◆ **Document segment**:
* * * *
A Better Apology From Gelato Mio Owner

A Better Apology From Gelato Mio Owner November 22, 2011

Jen posts a much longer apology from the owner of Gelato Mio, in which he explains what “event” led him to put up the sign and offers a much stronger apology than the first one. Here’s the full text:

To the World:

Hello, my name is Andy and I’m the owner of Gelato Mio, a gelato shop located in Springfield, Missouri. There has been quite a lot of buzz and discussion concerning a picture of the sign I briefly posted in my front window Saturday evening. I’d like to take this opportunity to tell my story and offer a heartfelt apology to your community. I messed up, plain and simple. This is NOT an excuse, but how it happened from my perspective.

I decided to welcome the convention downtown by offering the attendees 10% off their purchases at my store. A lot of the group from the convention were stopping by, being very polite and enjoying my Gelato. Saturday night started out as a great night. Once the store slowed down, I decided to walk down the street to learn more about the convention, fully thinking it was something involving UFOs (“skeptics”). What I saw instead was a man conducting a mock sermon, reading the bible and cursing it. Instead of saying “Amen”, the phrase was “god damn”. Being a Christian, and expecting flying saucers, I was not only totally surprised but totally offended. I took it very personally and quickly decided in the heat of the moment that I had to take matters into my own hands and let people know how I felt at that moment in time.
* * * *
◆ **Data lines**:
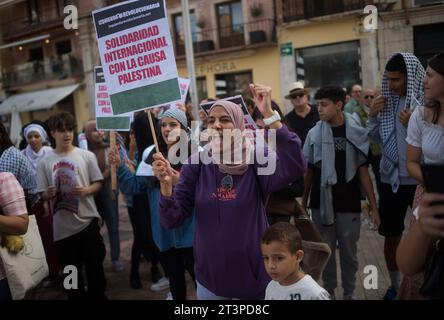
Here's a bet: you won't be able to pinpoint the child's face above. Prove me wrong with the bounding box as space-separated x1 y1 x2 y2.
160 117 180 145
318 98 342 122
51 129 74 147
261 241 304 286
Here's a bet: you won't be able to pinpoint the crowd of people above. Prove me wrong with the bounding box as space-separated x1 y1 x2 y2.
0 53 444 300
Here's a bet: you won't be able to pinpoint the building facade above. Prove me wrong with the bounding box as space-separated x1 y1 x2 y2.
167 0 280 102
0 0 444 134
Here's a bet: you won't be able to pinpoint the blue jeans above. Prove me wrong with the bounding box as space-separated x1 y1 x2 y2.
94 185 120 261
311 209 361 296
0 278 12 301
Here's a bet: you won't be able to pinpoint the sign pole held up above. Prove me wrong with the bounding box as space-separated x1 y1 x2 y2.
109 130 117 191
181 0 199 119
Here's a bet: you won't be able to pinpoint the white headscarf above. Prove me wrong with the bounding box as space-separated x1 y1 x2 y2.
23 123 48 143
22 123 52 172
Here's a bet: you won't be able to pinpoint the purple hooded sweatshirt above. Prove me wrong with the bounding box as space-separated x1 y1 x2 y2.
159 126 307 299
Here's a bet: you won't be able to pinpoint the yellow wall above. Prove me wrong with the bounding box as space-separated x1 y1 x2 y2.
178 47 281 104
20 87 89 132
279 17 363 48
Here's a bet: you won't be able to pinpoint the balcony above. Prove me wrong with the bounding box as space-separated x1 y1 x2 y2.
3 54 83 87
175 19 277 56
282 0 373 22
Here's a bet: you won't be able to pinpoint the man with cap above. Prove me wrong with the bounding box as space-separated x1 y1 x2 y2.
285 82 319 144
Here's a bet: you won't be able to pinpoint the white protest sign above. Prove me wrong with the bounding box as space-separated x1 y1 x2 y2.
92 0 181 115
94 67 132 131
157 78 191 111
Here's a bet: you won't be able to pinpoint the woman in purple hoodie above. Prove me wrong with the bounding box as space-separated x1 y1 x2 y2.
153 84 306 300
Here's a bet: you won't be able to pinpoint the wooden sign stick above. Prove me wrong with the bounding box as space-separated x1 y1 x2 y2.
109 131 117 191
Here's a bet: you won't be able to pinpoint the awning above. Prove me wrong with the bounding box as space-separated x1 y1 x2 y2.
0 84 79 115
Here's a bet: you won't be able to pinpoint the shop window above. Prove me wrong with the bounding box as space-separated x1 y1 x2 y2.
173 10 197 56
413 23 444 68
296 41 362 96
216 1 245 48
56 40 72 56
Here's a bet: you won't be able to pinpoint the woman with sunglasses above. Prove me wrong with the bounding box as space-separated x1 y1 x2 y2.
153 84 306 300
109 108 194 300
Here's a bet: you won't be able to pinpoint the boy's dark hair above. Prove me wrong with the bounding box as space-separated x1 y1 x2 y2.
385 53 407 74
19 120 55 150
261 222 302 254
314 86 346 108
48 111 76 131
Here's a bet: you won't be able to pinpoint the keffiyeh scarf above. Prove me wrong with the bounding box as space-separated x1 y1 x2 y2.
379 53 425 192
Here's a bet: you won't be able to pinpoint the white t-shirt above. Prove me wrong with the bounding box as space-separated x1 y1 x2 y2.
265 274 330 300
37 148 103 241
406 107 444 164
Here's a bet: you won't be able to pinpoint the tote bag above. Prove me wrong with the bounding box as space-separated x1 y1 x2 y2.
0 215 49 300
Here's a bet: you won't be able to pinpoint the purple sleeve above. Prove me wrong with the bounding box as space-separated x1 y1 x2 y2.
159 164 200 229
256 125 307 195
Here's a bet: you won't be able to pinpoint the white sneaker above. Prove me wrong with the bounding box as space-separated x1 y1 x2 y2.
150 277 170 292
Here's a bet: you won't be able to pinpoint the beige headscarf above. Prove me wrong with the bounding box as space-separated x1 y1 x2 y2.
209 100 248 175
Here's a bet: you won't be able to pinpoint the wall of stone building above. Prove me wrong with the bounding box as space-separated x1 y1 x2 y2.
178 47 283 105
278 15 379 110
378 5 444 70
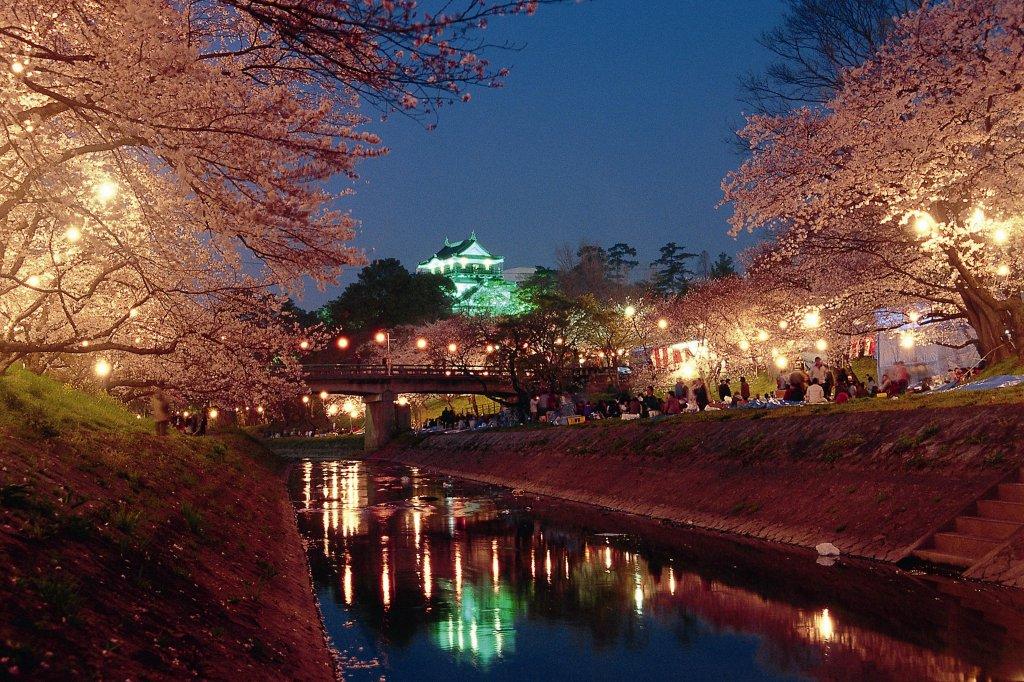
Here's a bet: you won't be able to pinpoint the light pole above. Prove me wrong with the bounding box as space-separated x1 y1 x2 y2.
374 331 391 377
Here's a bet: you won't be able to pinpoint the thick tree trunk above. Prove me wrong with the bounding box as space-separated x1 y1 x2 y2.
* * * *
◆ **Exercise**: Reproduce the Gelato Mio apology post above word for word, from its title to its final sentence.

◆ **Exercise output**:
A Better Apology From Gelato Mio Owner

A Better Apology From Gelato Mio Owner November 22, 2011

Jen posts a much longer apology from the owner of Gelato Mio, in which he explains what “event” led him to put up the sign and offers a much stronger apology than the first one. Here’s the full text:

To the World:

Hello, my name is Andy and I’m the owner of Gelato Mio, a gelato shop located in Springfield, Missouri. There has been quite a lot of buzz and discussion concerning a picture of the sign I briefly posted in my front window Saturday evening. I’d like to take this opportunity to tell my story and offer a heartfelt apology to your community. I messed up, plain and simple. This is NOT an excuse, but how it happened from my perspective.

I decided to welcome the convention downtown by offering the attendees 10% off their purchases at my store. A lot of the group from the convention were stopping by, being very polite and enjoying my Gelato. Saturday night started out as a great night. Once the store slowed down, I decided to walk down the street to learn more about the convention, fully thinking it was something involving UFOs (“skeptics”). What I saw instead was a man conducting a mock sermon, reading the bible and cursing it. Instead of saying “Amen”, the phrase was “god damn”. Being a Christian, and expecting flying saucers, I was not only totally surprised but totally offended. I took it very personally and quickly decided in the heat of the moment that I had to take matters into my own hands and let people know how I felt at that moment in time.